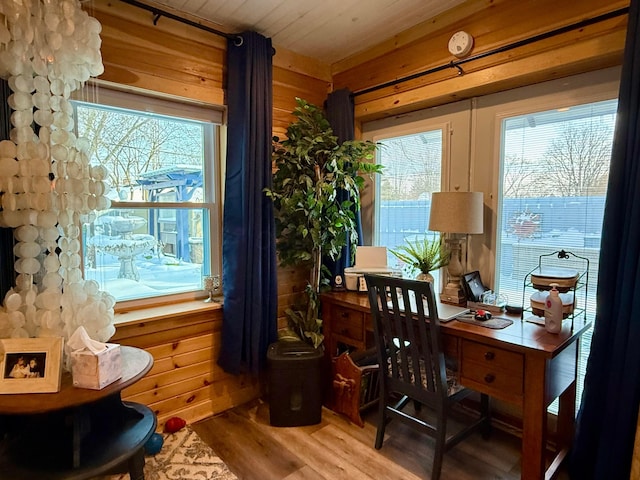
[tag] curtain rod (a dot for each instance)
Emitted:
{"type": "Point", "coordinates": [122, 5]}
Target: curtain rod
{"type": "Point", "coordinates": [157, 12]}
{"type": "Point", "coordinates": [456, 63]}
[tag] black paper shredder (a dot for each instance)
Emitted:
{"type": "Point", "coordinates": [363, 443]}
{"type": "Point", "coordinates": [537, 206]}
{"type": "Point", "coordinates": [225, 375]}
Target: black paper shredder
{"type": "Point", "coordinates": [295, 393]}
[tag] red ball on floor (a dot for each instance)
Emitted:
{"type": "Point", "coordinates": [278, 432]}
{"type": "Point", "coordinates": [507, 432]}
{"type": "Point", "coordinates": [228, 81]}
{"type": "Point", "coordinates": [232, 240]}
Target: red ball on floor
{"type": "Point", "coordinates": [174, 424]}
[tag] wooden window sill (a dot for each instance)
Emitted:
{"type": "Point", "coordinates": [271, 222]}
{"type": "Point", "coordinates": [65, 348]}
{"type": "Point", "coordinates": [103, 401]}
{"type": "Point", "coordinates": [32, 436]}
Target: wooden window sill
{"type": "Point", "coordinates": [162, 312]}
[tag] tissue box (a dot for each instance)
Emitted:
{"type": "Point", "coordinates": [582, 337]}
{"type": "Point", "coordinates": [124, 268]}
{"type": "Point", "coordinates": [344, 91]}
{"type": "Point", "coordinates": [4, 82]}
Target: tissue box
{"type": "Point", "coordinates": [96, 370]}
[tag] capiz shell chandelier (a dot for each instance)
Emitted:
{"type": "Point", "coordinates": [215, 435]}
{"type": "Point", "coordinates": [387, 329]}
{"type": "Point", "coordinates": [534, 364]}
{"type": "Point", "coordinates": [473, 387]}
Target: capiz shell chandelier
{"type": "Point", "coordinates": [48, 49]}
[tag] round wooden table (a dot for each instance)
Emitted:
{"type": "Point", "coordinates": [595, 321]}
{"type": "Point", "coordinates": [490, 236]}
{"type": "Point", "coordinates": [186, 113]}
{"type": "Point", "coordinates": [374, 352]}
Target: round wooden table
{"type": "Point", "coordinates": [77, 433]}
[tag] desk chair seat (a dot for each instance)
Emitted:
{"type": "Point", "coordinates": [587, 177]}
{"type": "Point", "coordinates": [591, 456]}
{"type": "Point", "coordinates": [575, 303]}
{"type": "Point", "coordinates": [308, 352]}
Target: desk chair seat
{"type": "Point", "coordinates": [409, 343]}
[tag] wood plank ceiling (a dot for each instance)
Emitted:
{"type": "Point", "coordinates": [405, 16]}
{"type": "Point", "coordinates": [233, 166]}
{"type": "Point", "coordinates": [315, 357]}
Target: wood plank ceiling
{"type": "Point", "coordinates": [327, 30]}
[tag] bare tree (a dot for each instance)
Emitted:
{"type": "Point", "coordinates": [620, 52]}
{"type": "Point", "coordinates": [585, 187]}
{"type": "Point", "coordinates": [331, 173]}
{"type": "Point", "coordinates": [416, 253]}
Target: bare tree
{"type": "Point", "coordinates": [579, 160]}
{"type": "Point", "coordinates": [519, 179]}
{"type": "Point", "coordinates": [129, 145]}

──────

• _Problem_
Would you set down the material exactly as it stands, without the pictures?

• _Finished exercise_
[tag] curtain rod (a dot for each instance)
Emitted:
{"type": "Point", "coordinates": [122, 5]}
Target: curtain rod
{"type": "Point", "coordinates": [157, 12]}
{"type": "Point", "coordinates": [456, 63]}
[tag] black paper shredder (a dot for each instance)
Emitted:
{"type": "Point", "coordinates": [363, 443]}
{"type": "Point", "coordinates": [537, 206]}
{"type": "Point", "coordinates": [225, 375]}
Target: black paper shredder
{"type": "Point", "coordinates": [295, 393]}
[tag] red ball on floor (a dot for each instance)
Emitted:
{"type": "Point", "coordinates": [278, 432]}
{"type": "Point", "coordinates": [507, 432]}
{"type": "Point", "coordinates": [228, 81]}
{"type": "Point", "coordinates": [232, 240]}
Target: red ball on floor
{"type": "Point", "coordinates": [174, 424]}
[tag] wooden window sill (a dot for each instance)
Emitted:
{"type": "Point", "coordinates": [271, 222]}
{"type": "Point", "coordinates": [65, 348]}
{"type": "Point", "coordinates": [103, 401]}
{"type": "Point", "coordinates": [32, 436]}
Target: wooden window sill
{"type": "Point", "coordinates": [162, 312]}
[tag] tissue box (a dot for each instance)
Emitted:
{"type": "Point", "coordinates": [582, 337]}
{"type": "Point", "coordinates": [124, 268]}
{"type": "Point", "coordinates": [344, 91]}
{"type": "Point", "coordinates": [4, 82]}
Target: tissue box
{"type": "Point", "coordinates": [96, 370]}
[tag] capiz shell chandelier (a dot for each instance)
Emitted:
{"type": "Point", "coordinates": [215, 435]}
{"type": "Point", "coordinates": [387, 329]}
{"type": "Point", "coordinates": [534, 364]}
{"type": "Point", "coordinates": [473, 387]}
Target: capiz shell chandelier
{"type": "Point", "coordinates": [48, 49]}
[tag] round wooden table (a dot for each instance)
Emitted:
{"type": "Point", "coordinates": [595, 321]}
{"type": "Point", "coordinates": [490, 236]}
{"type": "Point", "coordinates": [186, 113]}
{"type": "Point", "coordinates": [374, 352]}
Target: round wooden table
{"type": "Point", "coordinates": [77, 433]}
[tag] desk chair seat (a dot for each instance)
Emitted:
{"type": "Point", "coordinates": [587, 177]}
{"type": "Point", "coordinates": [591, 456]}
{"type": "Point", "coordinates": [575, 303]}
{"type": "Point", "coordinates": [308, 352]}
Target: desk chair seat
{"type": "Point", "coordinates": [409, 343]}
[tag] wood plank ceiling (a dot for each instance)
Emitted:
{"type": "Point", "coordinates": [405, 16]}
{"type": "Point", "coordinates": [233, 166]}
{"type": "Point", "coordinates": [315, 357]}
Target: wood plank ceiling
{"type": "Point", "coordinates": [327, 30]}
[tag] bare tree (a dot for each instance)
Emitted:
{"type": "Point", "coordinates": [620, 52]}
{"type": "Point", "coordinates": [585, 187]}
{"type": "Point", "coordinates": [331, 173]}
{"type": "Point", "coordinates": [416, 253]}
Target: bare tree
{"type": "Point", "coordinates": [579, 160]}
{"type": "Point", "coordinates": [519, 179]}
{"type": "Point", "coordinates": [129, 145]}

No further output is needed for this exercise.